━━ INPUT ━━
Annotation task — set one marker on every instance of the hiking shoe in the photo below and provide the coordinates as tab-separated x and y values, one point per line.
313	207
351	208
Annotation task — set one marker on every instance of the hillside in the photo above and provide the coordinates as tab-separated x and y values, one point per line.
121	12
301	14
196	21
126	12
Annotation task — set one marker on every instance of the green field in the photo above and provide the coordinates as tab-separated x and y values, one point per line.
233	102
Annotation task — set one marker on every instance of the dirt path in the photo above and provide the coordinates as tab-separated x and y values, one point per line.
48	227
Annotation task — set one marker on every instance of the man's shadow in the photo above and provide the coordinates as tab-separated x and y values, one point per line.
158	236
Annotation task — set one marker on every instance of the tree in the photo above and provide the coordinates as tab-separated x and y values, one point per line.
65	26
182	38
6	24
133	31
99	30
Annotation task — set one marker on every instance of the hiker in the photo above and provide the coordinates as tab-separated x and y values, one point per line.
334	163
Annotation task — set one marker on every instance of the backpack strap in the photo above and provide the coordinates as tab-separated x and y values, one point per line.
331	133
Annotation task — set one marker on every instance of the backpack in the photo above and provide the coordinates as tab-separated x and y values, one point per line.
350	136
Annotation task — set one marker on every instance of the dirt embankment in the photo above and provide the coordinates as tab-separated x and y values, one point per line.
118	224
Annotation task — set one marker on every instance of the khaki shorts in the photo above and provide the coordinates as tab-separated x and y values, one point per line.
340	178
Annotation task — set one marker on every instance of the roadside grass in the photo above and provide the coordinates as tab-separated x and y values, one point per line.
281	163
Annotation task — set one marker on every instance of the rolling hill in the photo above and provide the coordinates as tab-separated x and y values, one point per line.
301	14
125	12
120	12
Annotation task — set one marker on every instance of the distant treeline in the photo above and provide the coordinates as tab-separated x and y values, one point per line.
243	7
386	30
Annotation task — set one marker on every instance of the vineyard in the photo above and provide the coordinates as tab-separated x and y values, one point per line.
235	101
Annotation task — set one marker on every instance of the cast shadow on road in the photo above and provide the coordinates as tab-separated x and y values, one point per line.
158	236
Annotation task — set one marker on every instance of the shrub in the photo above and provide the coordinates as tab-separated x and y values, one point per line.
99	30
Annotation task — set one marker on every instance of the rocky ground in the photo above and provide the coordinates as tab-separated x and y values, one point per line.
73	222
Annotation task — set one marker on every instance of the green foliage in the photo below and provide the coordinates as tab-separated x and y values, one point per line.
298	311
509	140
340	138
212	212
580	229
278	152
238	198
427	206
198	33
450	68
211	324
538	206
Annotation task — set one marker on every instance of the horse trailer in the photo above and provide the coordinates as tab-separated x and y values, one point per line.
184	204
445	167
━━━
• **TASK REQUIREMENTS**
Retype exactly the lines from the one containing "of the rocky" through the last line of the records above, including both.

• **OUTPUT BELOW**
Annotation task — set one marker on every instance of the rocky ground in the photo above and provide the coordinates as tab-separated x and y values, one point per line.
73	222
Annotation task — set one marker on every instance of the green foliage in the photo below and provide the coordinates as tab-separated x and y values, one point per line.
298	311
509	140
340	138
212	212
580	229
278	152
238	198
427	206
198	33
450	68
211	324
538	206
Annotation task — set one marker on every instance of the horse trailer in the photo above and provide the coordinates as tab-separated x and y values, one point per line.
184	204
445	167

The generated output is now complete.